[Position identification records]
— begin —

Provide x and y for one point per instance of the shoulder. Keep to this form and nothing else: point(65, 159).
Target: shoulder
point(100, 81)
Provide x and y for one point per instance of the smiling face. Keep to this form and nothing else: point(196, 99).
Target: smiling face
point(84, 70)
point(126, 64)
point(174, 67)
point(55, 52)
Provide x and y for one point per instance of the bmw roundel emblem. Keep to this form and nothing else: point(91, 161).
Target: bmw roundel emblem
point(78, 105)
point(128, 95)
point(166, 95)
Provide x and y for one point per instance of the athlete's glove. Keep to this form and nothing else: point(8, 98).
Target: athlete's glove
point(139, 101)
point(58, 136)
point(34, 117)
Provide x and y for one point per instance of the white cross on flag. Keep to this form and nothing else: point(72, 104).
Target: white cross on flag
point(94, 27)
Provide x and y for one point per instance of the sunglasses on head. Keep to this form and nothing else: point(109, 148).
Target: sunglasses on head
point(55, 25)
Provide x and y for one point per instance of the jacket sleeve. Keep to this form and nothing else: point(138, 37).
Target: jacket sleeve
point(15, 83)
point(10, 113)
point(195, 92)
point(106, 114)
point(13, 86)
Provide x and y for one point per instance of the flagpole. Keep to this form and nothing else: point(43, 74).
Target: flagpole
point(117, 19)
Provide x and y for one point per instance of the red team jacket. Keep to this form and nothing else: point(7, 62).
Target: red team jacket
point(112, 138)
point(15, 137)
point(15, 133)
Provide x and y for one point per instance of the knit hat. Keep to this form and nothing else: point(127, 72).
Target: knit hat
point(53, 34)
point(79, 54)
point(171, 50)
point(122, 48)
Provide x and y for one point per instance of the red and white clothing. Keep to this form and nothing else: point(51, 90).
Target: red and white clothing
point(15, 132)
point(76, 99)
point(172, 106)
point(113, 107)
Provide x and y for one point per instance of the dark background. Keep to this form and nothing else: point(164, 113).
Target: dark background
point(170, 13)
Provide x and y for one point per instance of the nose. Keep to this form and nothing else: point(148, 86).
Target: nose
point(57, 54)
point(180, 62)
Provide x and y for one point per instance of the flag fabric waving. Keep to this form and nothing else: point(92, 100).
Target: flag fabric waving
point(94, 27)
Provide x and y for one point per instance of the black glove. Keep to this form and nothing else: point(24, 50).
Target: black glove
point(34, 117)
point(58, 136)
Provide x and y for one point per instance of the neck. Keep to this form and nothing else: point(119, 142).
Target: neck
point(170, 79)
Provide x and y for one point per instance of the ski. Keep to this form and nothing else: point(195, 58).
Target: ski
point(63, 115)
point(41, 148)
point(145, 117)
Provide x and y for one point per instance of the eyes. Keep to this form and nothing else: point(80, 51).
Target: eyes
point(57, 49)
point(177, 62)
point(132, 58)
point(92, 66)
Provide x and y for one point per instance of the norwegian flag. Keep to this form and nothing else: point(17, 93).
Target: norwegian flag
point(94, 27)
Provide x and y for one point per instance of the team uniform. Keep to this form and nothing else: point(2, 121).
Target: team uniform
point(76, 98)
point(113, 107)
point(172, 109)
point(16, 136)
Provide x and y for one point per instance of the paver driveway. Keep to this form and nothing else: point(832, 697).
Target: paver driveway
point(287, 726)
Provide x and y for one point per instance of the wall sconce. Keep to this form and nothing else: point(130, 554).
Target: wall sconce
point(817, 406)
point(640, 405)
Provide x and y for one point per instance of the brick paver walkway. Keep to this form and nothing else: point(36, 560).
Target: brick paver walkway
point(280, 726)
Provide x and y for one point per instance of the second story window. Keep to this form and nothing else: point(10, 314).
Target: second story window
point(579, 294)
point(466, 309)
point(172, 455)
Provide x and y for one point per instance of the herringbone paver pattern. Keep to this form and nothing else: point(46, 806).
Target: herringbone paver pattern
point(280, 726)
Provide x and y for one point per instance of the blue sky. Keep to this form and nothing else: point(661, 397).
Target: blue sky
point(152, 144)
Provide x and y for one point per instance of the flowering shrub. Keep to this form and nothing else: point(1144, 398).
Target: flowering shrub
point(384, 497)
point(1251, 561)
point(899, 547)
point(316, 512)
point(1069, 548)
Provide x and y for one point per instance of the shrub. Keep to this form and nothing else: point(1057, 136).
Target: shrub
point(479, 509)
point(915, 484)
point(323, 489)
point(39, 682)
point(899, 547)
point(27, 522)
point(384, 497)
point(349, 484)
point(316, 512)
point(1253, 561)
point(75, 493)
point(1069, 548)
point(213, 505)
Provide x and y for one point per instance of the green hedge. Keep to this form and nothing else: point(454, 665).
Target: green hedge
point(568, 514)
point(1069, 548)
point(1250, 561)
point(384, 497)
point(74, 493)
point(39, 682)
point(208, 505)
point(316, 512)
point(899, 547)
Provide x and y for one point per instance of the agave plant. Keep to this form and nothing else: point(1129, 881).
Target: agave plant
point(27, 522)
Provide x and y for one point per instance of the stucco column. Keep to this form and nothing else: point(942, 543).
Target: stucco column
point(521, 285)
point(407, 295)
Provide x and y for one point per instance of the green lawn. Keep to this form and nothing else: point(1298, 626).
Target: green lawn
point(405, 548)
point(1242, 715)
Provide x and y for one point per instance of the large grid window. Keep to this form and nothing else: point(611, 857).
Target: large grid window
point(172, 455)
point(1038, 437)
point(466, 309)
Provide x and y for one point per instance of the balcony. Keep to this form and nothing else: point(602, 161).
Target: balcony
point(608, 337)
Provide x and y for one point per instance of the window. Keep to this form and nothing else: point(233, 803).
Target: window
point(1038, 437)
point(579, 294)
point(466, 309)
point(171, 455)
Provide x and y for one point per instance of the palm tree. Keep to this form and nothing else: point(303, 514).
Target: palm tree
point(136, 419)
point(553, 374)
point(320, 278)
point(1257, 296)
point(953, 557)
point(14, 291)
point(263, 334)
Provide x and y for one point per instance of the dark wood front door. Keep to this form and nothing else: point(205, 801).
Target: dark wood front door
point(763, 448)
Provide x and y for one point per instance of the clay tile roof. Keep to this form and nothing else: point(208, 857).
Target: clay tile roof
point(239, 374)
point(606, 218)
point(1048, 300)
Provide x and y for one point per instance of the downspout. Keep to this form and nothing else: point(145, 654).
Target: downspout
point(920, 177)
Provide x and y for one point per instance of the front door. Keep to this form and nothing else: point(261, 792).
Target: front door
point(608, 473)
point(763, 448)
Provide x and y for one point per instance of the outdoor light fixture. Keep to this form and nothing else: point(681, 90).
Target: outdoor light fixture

— end —

## What to work on
Begin at the line containing "else: point(208, 857)." and reproduce each line through the end of the records above.

## Answer for this exercise
Provide x and y for one point per instance of the clay tile roof. Keep to this form and nothing else: point(208, 857).
Target: clay tile roof
point(239, 374)
point(606, 218)
point(1048, 300)
Provide x and y for one point per instance of the downspout. Keep to this form and nothing else: point(145, 654).
Target: downspout
point(920, 177)
Provide x and y for one point per instance of the front door. Keep to this form and nothing else: point(261, 792).
Target: front door
point(608, 473)
point(763, 448)
Provide x and y for one point per instance of the outdoor light fixture. Keep to this form and nothing else: point(681, 90).
Target: outdoor light fixture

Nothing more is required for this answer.